╔══

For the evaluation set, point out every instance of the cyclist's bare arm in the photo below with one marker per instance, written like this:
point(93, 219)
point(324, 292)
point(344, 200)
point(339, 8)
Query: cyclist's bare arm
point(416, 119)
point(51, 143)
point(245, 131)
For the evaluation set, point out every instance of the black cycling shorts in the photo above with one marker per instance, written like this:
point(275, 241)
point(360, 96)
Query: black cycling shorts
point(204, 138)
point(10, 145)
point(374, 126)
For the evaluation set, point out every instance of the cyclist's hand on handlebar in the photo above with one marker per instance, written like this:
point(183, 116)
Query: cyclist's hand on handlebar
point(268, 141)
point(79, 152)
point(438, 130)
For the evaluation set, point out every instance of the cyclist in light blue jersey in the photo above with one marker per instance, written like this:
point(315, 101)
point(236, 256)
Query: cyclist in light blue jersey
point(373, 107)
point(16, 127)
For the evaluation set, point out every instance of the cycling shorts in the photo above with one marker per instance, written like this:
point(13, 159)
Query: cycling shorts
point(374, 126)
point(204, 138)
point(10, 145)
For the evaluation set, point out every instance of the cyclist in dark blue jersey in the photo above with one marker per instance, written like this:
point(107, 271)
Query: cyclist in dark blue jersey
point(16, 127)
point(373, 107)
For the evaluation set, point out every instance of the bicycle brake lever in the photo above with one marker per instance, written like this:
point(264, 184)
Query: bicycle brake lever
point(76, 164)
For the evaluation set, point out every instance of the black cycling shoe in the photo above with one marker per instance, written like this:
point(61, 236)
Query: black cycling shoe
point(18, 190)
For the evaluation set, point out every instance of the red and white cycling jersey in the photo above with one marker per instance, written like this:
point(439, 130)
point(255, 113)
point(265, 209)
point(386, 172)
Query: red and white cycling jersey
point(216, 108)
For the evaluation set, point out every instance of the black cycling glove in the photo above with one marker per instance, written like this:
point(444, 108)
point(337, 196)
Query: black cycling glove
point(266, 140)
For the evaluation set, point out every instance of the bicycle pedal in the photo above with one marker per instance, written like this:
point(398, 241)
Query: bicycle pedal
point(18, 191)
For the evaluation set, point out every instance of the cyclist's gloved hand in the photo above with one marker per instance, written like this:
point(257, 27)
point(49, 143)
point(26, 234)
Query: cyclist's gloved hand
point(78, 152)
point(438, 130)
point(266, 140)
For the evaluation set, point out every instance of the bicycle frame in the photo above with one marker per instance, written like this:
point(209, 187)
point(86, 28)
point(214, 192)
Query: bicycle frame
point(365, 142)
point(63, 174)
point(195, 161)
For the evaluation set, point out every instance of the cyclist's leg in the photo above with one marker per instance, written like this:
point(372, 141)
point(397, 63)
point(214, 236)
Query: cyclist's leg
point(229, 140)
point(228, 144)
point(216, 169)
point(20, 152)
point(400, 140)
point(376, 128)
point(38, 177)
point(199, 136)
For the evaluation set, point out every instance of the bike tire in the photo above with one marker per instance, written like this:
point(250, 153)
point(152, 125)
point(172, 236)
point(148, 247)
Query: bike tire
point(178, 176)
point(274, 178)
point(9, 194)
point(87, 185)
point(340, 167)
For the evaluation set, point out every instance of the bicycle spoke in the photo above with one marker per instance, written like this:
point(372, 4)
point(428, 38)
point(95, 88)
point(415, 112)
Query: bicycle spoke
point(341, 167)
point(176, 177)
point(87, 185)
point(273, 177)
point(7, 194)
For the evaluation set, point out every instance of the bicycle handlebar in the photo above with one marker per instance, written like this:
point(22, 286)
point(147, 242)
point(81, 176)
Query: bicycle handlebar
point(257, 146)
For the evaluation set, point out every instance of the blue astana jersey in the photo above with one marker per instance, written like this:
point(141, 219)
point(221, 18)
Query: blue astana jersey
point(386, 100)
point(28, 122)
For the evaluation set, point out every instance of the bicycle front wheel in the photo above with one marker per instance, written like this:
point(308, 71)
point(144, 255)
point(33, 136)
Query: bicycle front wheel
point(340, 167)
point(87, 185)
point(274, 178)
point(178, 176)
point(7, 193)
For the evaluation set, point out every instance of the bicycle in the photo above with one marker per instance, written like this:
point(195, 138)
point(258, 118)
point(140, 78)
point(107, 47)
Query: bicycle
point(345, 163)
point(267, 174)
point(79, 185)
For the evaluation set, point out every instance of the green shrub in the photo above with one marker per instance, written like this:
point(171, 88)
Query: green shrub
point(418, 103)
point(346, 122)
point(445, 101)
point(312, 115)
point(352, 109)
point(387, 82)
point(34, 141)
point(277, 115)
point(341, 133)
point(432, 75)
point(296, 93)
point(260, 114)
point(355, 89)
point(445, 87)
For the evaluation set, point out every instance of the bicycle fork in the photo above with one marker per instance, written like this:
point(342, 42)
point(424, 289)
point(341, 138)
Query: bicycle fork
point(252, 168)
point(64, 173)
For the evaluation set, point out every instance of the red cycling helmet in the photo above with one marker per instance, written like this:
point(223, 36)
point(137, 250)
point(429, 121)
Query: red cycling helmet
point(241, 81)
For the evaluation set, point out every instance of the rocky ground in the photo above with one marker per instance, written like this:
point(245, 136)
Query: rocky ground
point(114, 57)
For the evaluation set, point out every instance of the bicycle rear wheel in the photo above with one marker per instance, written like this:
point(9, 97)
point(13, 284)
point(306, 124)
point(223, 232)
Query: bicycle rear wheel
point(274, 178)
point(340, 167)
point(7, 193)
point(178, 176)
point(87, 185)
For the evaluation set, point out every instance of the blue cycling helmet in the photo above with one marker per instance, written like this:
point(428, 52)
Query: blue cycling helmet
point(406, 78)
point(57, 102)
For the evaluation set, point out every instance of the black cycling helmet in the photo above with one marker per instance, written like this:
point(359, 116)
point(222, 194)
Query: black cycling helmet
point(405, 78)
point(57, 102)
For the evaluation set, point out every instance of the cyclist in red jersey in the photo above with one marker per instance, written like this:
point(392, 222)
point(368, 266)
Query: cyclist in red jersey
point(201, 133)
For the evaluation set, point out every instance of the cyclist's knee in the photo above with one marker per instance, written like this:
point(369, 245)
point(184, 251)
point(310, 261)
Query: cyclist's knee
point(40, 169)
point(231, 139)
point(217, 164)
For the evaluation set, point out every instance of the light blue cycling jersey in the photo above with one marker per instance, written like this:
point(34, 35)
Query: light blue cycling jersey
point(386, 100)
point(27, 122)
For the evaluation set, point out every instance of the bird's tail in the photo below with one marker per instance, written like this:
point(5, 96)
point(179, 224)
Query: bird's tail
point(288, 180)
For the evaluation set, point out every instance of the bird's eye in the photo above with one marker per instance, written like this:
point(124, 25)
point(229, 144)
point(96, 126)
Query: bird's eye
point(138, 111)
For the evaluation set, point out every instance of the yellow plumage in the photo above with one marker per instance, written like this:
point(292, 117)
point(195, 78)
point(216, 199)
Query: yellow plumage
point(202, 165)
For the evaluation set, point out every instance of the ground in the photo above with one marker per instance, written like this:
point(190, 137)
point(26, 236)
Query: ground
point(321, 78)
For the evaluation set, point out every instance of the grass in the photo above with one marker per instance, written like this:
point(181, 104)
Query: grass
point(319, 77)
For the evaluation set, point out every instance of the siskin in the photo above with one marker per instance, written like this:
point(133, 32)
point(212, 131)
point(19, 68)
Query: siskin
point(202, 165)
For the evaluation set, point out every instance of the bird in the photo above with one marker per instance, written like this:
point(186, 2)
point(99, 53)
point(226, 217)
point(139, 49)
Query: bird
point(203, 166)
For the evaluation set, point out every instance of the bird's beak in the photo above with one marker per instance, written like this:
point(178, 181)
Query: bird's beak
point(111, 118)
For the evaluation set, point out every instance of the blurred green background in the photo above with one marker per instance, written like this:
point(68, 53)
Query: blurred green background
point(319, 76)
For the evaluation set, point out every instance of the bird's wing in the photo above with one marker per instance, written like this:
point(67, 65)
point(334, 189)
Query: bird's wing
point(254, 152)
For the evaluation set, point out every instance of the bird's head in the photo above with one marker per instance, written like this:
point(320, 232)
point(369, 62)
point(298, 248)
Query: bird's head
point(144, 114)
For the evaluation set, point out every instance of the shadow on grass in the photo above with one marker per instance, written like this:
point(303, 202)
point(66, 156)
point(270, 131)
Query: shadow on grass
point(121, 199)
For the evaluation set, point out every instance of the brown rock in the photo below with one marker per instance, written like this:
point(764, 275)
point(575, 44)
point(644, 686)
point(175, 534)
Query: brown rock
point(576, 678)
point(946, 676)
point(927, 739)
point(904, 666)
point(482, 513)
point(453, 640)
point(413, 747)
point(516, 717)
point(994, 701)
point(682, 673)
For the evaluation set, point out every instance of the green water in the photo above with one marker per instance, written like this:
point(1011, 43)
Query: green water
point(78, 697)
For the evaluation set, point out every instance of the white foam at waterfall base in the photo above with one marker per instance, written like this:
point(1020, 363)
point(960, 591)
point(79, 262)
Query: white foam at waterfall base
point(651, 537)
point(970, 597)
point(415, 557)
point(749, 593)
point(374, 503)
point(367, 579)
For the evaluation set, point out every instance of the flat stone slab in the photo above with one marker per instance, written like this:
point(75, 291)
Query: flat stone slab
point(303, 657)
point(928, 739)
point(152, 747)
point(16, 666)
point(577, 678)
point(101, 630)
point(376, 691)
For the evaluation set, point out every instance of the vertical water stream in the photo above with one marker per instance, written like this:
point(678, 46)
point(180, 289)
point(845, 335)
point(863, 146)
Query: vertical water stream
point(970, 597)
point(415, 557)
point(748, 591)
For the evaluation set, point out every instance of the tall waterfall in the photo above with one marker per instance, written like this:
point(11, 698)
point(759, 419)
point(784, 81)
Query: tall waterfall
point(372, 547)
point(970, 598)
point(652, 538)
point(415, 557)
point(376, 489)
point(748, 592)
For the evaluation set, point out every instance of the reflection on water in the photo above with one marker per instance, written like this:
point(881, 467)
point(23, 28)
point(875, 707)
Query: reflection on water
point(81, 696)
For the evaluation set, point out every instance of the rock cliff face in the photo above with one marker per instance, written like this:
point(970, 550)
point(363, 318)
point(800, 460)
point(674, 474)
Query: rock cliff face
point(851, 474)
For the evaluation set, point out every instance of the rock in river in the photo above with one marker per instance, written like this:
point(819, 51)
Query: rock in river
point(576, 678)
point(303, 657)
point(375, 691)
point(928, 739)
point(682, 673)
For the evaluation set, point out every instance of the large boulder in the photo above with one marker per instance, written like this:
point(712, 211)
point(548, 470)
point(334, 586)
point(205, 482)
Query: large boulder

╚══

> YOUR TASK: From the line with "the bicycle fork" through the line with "point(64, 173)" in the listing above, rewrite those lines as a numbered list and drop any blank lines.

> EXERCISE ANSWER:
1. For the evaluation set, point out every instance of the bicycle fork in the photo above with one marker per instance, written like this:
2. point(342, 42)
3. point(424, 289)
4. point(341, 138)
5. Query: bicycle fork
6. point(252, 168)
7. point(64, 173)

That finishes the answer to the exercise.